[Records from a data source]
• • • • •
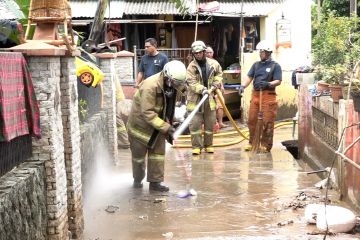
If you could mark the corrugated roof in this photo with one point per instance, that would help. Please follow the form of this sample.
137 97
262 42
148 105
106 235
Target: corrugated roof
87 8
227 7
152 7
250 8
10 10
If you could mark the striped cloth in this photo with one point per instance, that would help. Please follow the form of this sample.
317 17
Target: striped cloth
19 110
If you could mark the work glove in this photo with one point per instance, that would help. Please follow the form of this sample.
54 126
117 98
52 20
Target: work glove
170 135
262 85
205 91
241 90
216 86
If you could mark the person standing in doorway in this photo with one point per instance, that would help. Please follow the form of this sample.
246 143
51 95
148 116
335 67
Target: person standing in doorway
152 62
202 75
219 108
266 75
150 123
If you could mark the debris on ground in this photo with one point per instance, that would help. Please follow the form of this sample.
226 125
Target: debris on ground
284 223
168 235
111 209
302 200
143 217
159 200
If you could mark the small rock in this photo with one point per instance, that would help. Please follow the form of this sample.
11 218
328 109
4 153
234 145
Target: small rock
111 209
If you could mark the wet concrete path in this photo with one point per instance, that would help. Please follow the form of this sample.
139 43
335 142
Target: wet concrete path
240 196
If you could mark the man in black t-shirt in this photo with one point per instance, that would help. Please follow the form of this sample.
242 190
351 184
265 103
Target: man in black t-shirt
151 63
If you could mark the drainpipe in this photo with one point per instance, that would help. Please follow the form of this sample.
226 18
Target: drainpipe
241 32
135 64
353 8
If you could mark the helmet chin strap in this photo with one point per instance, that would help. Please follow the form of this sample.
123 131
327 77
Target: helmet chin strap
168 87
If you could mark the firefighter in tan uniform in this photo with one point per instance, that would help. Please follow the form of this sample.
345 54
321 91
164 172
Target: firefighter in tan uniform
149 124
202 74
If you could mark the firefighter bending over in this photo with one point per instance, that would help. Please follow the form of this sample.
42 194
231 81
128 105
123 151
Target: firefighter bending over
• • • • •
- GOAL OF THE EXERCISE
Reproduce the material above with every occurrence of "sample" renamed to "template" and all other text left unchanged. Leave the pictures out of your answer.

- SOLUTION
If you could mark the corrugated roof in this photo with one point per instance, that would help. Please follow the form of this template.
137 97
262 42
148 105
106 235
Target: corrugated roof
87 8
227 7
152 7
250 8
10 10
If you could mark the striped cloth in this photo with one point per instance, that would help. Please follow the form of this template.
317 17
Target: striped cloth
19 110
If you could mark the work glove in this photo with one point per instance, that would help. Please follow the form of this template.
54 126
117 98
52 20
Target: work glove
170 135
262 85
205 91
241 90
216 86
If you could mark the person standing in doorway in this photo with one point per instance, that would help. Please follow the form of this template.
246 143
51 95
148 116
335 67
Target: person standing in doorway
152 62
202 75
219 108
266 75
150 123
If you could mark the debris on ground in this photo with one point per instance, that would help. Please follow the form of this template.
226 125
Target: debris on ground
284 223
168 235
111 209
302 200
143 217
159 200
If you could mark the small rock in this photo with one point per instance, that would help. Please follow the form of this template.
11 218
328 109
4 153
234 145
Target: small rock
111 209
If you could mark the wet concrete path in this photo with one point per instance, that would help. Please follow the form of this template.
139 43
335 142
Target: wet concrete path
240 196
If you could mark the man in black t-shirt in this photo with one point per instance, that would help. Please follow the form of this template.
242 190
351 184
265 103
Target: man in black t-shirt
151 63
If you could mark the drainpipe in this photo with one point per instance, that would help. Please follow the form of this template.
226 18
Target: drainpipe
241 32
135 64
353 8
If you could mark the helmet chin strap in this photo with one point per instance, that would help. Please follow the form of this template.
123 131
327 77
Target: helmet chin strap
168 87
If you could mark the firefighter in tan uniform in this photo with one point per instance, that would help. Please follow the form of this template.
345 54
321 91
164 172
Target: firefighter in tan uniform
149 124
202 74
If you could mark the firefighter bending over in this photo with one point per instance, that would help. Please follow the form of this template.
42 194
231 81
128 105
123 151
Target: firefighter bending over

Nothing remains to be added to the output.